Start of Source data

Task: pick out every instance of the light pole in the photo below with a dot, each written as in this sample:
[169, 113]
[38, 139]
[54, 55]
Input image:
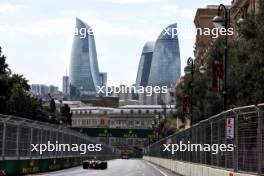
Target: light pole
[222, 20]
[190, 69]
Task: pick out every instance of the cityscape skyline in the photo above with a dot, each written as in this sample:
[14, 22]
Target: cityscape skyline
[84, 69]
[41, 43]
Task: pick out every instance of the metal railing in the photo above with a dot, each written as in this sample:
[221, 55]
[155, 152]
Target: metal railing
[245, 134]
[17, 135]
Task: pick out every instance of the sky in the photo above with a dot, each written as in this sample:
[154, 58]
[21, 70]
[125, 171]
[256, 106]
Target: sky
[36, 36]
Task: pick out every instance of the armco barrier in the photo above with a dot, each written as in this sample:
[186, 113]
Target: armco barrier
[242, 127]
[17, 135]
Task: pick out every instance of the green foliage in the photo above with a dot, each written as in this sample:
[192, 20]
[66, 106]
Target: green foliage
[15, 98]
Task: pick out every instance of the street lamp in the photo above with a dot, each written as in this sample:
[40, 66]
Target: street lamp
[190, 69]
[222, 20]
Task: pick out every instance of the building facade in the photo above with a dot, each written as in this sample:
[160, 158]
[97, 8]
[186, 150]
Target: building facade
[204, 19]
[145, 64]
[125, 117]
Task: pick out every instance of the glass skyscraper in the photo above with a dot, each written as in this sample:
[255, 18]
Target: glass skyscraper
[145, 64]
[165, 67]
[84, 71]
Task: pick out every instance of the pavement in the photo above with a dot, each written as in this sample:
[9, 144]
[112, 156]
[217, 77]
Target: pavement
[118, 167]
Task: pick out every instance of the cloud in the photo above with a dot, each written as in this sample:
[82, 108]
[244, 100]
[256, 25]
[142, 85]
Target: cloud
[9, 8]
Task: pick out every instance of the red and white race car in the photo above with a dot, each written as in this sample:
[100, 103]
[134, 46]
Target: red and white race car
[94, 164]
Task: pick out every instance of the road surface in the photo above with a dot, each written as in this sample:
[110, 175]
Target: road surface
[119, 167]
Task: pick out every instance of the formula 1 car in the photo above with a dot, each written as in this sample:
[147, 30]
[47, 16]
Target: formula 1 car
[94, 164]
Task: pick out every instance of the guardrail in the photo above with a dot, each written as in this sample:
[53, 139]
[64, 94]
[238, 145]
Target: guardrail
[242, 127]
[17, 135]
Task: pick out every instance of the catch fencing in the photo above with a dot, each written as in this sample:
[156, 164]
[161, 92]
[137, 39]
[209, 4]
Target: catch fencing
[17, 135]
[241, 127]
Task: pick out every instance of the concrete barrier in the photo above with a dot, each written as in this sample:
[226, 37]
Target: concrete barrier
[191, 169]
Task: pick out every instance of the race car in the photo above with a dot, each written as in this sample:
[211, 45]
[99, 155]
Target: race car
[94, 164]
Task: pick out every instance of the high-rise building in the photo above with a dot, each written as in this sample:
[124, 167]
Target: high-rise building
[145, 64]
[204, 19]
[103, 78]
[65, 85]
[84, 71]
[165, 67]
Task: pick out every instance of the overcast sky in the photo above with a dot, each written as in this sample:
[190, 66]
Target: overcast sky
[36, 36]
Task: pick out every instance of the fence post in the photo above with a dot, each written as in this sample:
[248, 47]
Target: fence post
[30, 142]
[259, 139]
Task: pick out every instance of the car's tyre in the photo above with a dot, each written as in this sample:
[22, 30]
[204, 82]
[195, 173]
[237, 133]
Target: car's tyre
[103, 165]
[85, 165]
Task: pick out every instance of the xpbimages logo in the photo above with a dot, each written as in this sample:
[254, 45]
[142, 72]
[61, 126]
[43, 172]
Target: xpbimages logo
[148, 90]
[58, 147]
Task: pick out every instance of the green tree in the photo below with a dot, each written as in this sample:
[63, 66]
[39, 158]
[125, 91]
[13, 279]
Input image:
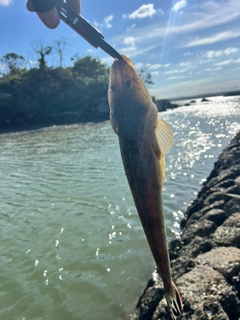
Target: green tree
[11, 63]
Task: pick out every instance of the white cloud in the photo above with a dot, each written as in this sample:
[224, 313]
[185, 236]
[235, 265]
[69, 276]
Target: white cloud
[5, 2]
[139, 65]
[214, 38]
[129, 41]
[146, 10]
[231, 51]
[107, 20]
[155, 66]
[132, 26]
[185, 64]
[179, 5]
[219, 53]
[224, 63]
[175, 71]
[155, 73]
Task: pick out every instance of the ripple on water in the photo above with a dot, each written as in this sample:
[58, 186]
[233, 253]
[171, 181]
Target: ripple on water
[72, 246]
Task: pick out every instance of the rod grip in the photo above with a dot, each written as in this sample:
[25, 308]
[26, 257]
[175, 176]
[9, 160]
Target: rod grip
[44, 5]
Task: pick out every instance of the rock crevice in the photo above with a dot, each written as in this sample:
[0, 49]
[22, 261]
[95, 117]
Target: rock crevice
[206, 259]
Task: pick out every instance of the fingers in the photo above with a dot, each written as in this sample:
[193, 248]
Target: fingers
[51, 18]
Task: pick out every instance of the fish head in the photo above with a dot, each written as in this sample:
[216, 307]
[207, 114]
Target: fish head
[130, 103]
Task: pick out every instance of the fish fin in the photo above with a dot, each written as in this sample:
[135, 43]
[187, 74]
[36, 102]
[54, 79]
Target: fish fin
[174, 302]
[163, 144]
[164, 136]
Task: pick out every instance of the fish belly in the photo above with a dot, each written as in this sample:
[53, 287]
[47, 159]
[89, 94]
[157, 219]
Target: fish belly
[142, 170]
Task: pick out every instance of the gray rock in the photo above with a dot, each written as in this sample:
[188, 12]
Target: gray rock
[206, 258]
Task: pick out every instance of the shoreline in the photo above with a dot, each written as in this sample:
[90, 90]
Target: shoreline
[206, 259]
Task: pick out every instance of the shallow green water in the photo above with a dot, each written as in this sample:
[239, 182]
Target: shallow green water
[72, 246]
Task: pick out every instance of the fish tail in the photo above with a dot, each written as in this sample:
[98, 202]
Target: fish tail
[174, 301]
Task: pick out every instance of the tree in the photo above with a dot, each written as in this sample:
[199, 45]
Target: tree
[11, 62]
[42, 51]
[59, 46]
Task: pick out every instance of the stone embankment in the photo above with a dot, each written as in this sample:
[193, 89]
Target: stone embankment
[206, 259]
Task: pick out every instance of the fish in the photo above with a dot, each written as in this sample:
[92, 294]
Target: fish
[144, 139]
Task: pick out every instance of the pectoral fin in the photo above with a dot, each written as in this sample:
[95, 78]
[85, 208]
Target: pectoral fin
[163, 144]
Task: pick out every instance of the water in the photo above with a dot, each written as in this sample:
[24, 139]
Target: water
[72, 246]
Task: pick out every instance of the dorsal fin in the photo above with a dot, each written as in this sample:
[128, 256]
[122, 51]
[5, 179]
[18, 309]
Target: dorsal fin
[163, 144]
[164, 136]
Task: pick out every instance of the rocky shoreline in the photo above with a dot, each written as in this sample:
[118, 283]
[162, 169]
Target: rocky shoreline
[206, 259]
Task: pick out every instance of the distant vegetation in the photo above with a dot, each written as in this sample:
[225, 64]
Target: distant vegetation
[47, 95]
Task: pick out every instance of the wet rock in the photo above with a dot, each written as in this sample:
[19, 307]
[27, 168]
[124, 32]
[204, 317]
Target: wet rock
[206, 259]
[218, 216]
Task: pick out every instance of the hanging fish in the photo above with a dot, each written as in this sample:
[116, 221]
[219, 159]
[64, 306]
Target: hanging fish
[144, 140]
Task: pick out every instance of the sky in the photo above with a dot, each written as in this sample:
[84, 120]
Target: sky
[191, 47]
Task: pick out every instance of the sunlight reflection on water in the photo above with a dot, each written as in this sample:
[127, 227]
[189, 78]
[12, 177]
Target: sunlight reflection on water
[72, 246]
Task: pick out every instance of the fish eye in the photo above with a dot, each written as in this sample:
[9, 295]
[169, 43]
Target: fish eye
[113, 87]
[127, 84]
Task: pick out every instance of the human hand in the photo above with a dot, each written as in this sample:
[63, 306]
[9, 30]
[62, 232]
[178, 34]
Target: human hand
[51, 18]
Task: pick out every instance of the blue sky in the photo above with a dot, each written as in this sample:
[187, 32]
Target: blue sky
[190, 47]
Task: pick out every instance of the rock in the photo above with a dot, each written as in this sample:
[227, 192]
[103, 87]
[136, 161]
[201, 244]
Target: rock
[206, 259]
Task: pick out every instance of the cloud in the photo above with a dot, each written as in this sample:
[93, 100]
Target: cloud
[219, 53]
[175, 71]
[155, 66]
[139, 65]
[129, 41]
[146, 10]
[224, 63]
[106, 21]
[179, 5]
[5, 2]
[214, 38]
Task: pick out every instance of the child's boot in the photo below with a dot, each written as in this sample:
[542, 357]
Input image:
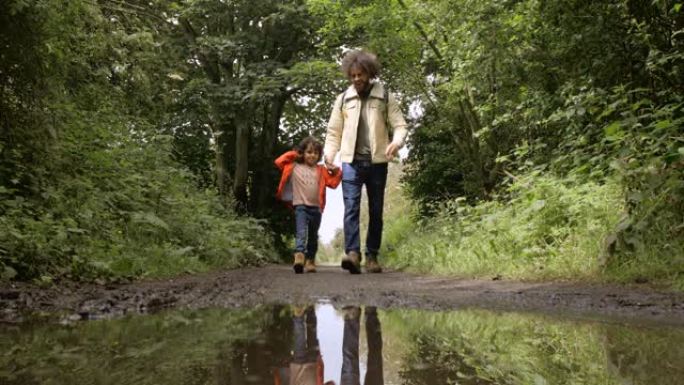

End of Source data

[What to do]
Work out the number of lines in the records that contain the string "below". Nothing but that number should be sent back.

[The answer]
3